Quote the line containing "Teacher note: locate the man in dark" and all lines that follow it in the listing below, exactly as written.
[[ Data under study, beginning ]]
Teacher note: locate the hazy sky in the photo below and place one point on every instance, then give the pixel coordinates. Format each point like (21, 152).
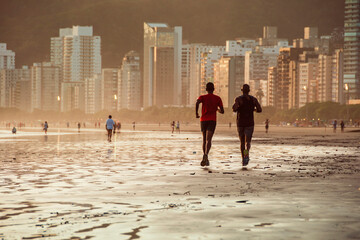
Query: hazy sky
(27, 25)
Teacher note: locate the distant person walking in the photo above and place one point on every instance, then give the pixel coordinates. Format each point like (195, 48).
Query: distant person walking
(211, 104)
(46, 126)
(172, 124)
(109, 127)
(178, 126)
(267, 125)
(342, 125)
(244, 106)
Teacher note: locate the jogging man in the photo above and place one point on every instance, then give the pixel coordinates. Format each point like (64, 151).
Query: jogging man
(210, 105)
(244, 106)
(109, 127)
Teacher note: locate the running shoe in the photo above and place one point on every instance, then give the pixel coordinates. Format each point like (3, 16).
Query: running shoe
(207, 163)
(246, 157)
(203, 162)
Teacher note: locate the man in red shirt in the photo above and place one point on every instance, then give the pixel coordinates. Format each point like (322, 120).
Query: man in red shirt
(210, 105)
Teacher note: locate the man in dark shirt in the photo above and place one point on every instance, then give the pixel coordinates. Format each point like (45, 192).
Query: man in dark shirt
(211, 104)
(244, 106)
[[ Data under study, end ]]
** Completed exercise **
Teacher note: locate the man in dark shirt in the photo above and place one point on every instance, then give the pixel coordinates. Format each point like (45, 192).
Query: man in dark shirt
(211, 104)
(244, 106)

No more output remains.